REQUIRED ACTION | An exact copy of all entries is the expected answer.

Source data
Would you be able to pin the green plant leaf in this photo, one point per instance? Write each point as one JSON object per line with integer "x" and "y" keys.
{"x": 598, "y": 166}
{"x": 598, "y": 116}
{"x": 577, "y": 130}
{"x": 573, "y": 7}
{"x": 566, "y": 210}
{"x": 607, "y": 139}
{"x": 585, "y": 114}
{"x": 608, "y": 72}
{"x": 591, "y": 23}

EXERCISE ANSWER |
Would you be able to pin the green plant leaf in this photo, one point per instance? Write each point as one JSON object per line with integer "x" and "y" keys.
{"x": 598, "y": 166}
{"x": 598, "y": 116}
{"x": 577, "y": 130}
{"x": 573, "y": 7}
{"x": 566, "y": 210}
{"x": 607, "y": 139}
{"x": 585, "y": 114}
{"x": 608, "y": 72}
{"x": 591, "y": 23}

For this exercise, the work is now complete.